++++ EXCERPTED TEXT

Land in Wauwatosa on 76th Street just north of Wisconsin Avenue was purchased, but the city of Wauwatosa subsequently changed the zoning and would not issue the permit for construction even though the convention already held one. Legal challenges going all the way to the U.S. Supreme Court ended with Wauwatosa's position being upheld. A local developer was interested in the 76th Street property for an upscale subdivision. He also owned  on Glenview Drive near Blue Mound Road that he intended to use for apartments. After negotiations, the convention and the developer swapped properties. The Wisconsin Lutheran High School facility, including equipment, cost $2.25 million and was dedicated on September 21, 1959. Until then the convention rented the old Lutheran High School facility after the departure of the Missouri Synod contingent. The old high school was subsequently sold to the city of Milwaukee, who built a fire station there, and the proceeds were divided equally between the two groups.

++++++++
++++ INFORMATION SUPPLIED

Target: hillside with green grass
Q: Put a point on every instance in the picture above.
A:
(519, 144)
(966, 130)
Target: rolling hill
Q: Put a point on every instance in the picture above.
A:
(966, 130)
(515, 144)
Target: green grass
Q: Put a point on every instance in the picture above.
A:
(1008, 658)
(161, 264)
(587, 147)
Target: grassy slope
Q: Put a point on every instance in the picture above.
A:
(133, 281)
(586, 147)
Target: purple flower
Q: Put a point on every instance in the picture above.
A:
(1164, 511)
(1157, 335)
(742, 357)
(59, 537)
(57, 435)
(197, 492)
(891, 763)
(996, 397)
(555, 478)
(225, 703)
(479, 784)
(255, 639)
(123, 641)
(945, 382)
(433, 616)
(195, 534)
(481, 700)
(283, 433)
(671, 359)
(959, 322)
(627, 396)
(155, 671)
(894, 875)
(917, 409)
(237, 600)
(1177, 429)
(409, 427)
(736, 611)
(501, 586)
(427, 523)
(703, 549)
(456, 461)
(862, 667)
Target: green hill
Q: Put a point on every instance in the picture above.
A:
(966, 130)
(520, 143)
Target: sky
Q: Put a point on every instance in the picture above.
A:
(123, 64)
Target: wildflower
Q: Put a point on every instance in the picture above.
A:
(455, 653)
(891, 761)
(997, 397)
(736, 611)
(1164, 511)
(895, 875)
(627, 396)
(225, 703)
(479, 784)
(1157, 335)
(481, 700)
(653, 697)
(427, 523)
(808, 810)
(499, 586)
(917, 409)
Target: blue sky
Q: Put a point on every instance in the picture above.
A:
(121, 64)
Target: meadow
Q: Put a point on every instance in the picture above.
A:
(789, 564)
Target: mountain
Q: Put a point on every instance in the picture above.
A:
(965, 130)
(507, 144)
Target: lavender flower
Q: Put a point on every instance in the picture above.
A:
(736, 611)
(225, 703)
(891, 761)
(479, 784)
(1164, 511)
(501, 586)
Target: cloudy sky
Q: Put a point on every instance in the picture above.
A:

++++++++

SHORT EXERCISE. Please transcribe the Wisconsin Lutheran High School site text word for word, from start to finish.

OUTPUT OF THE EXERCISE.
Land in Wauwatosa on 76th Street just north of Wisconsin Avenue was purchased, but the city of Wauwatosa subsequently changed the zoning and would not issue the permit for construction even though the convention already held one. Legal challenges going all the way to the U.S. Supreme Court ended with Wauwatosa's position being upheld. A local developer was interested in the 76th Street property for an upscale subdivision. He also owned  on Glenview Drive near Blue Mound Road that he intended to use for apartments. After negotiations, the convention and the developer swapped properties. The Wisconsin Lutheran High School facility, including equipment, cost $2.25 million and was dedicated on September 21, 1959. Until then the convention rented the old Lutheran High School facility after the departure of the Missouri Synod contingent. The old high school was subsequently sold to the city of Milwaukee, who built a fire station there, and the proceeds were divided equally between the two groups.